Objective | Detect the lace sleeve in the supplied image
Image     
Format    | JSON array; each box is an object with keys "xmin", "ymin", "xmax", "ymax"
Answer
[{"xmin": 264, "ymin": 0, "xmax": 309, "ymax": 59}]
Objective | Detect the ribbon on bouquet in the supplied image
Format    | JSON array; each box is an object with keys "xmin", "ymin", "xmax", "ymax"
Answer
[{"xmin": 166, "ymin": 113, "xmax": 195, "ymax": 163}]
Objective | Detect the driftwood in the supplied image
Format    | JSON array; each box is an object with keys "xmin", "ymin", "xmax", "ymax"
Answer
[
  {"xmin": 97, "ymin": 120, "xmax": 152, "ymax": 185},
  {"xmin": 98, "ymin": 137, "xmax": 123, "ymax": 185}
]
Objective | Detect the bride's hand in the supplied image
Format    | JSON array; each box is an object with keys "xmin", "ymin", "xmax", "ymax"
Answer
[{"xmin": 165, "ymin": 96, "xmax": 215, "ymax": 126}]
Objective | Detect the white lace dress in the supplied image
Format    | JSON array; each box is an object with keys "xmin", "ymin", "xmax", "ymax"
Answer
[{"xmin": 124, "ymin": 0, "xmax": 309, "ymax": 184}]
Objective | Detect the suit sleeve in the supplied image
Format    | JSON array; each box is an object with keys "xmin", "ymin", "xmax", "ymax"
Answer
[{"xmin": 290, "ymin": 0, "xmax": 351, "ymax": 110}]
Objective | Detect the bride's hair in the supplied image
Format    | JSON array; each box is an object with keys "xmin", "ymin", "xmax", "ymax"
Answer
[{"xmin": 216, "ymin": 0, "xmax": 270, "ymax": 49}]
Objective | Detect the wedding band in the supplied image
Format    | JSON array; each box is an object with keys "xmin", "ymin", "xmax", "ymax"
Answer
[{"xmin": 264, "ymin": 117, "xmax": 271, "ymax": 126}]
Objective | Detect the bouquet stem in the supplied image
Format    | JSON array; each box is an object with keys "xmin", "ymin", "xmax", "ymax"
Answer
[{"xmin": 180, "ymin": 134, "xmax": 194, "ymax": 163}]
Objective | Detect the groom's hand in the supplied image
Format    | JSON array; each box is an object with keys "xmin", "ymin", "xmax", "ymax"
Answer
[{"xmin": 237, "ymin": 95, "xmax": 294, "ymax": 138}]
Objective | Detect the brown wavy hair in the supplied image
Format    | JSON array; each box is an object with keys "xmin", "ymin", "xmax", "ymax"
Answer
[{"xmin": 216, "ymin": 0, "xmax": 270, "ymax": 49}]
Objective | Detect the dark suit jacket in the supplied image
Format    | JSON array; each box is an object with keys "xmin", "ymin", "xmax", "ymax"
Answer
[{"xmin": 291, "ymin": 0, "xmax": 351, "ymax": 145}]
+ + + + +
- _How to complete this task_: Each of the lines above should be printed again precisely as it reads.

- _Answer area_:
Objective | Detect the lace sleeve in the supplied image
Image     
Format    | JSON array; each box is an object with keys "xmin", "ymin", "xmax", "ymax"
Answer
[{"xmin": 264, "ymin": 0, "xmax": 309, "ymax": 59}]
Objective | Detect the ribbon on bouquet in the supplied image
Format    | JSON array; each box is an object with keys "xmin", "ymin", "xmax", "ymax"
Answer
[{"xmin": 166, "ymin": 113, "xmax": 195, "ymax": 163}]
Objective | Detect the driftwood in the supplied image
Format    | JSON array; each box is an object with keys "xmin", "ymin", "xmax", "ymax"
Answer
[
  {"xmin": 97, "ymin": 120, "xmax": 152, "ymax": 185},
  {"xmin": 98, "ymin": 137, "xmax": 123, "ymax": 185}
]
Objective | Detect the bride's hand in the supplied image
Format    | JSON array; each box is an object with keys "xmin", "ymin", "xmax", "ymax"
Answer
[{"xmin": 165, "ymin": 96, "xmax": 215, "ymax": 126}]
Objective | Detect the white lace dress in the supplied image
Format    | JSON array; each box is an object with keys "xmin", "ymin", "xmax", "ymax"
Answer
[{"xmin": 124, "ymin": 0, "xmax": 309, "ymax": 184}]
Objective | Detect the suit sleeve in the supplied image
Format    | JSON array; each box is an object with keys "xmin", "ymin", "xmax", "ymax"
Answer
[{"xmin": 290, "ymin": 0, "xmax": 351, "ymax": 110}]
Objective | Detect the bride's hair in the supplied image
Format    | JSON array; each box is an object with keys "xmin", "ymin", "xmax", "ymax"
Answer
[{"xmin": 216, "ymin": 0, "xmax": 270, "ymax": 49}]
Objective | Detect the wedding band in the supplied image
Format    | JSON array; each box is an object with keys "xmin", "ymin", "xmax", "ymax"
Answer
[{"xmin": 264, "ymin": 117, "xmax": 271, "ymax": 126}]
Objective | Detect the bouquet stem in the supplied image
Format    | JSON array; each box is an object with keys "xmin", "ymin", "xmax", "ymax"
Answer
[{"xmin": 180, "ymin": 134, "xmax": 194, "ymax": 163}]
Objective | Detect the groom's hand in the supplied image
Format    | JSON array; each box is an object with keys "xmin", "ymin", "xmax", "ymax"
Answer
[{"xmin": 237, "ymin": 95, "xmax": 294, "ymax": 138}]
Objective | Detect the brown wavy hair in the supplied image
Format    | JSON array; each box is an object with keys "xmin", "ymin", "xmax", "ymax"
Answer
[{"xmin": 216, "ymin": 0, "xmax": 270, "ymax": 49}]
Objective | Detect the dark suit jacket in the supplied image
Format    | JSON array; each box is an object with keys "xmin", "ymin", "xmax", "ymax"
Answer
[{"xmin": 291, "ymin": 0, "xmax": 351, "ymax": 145}]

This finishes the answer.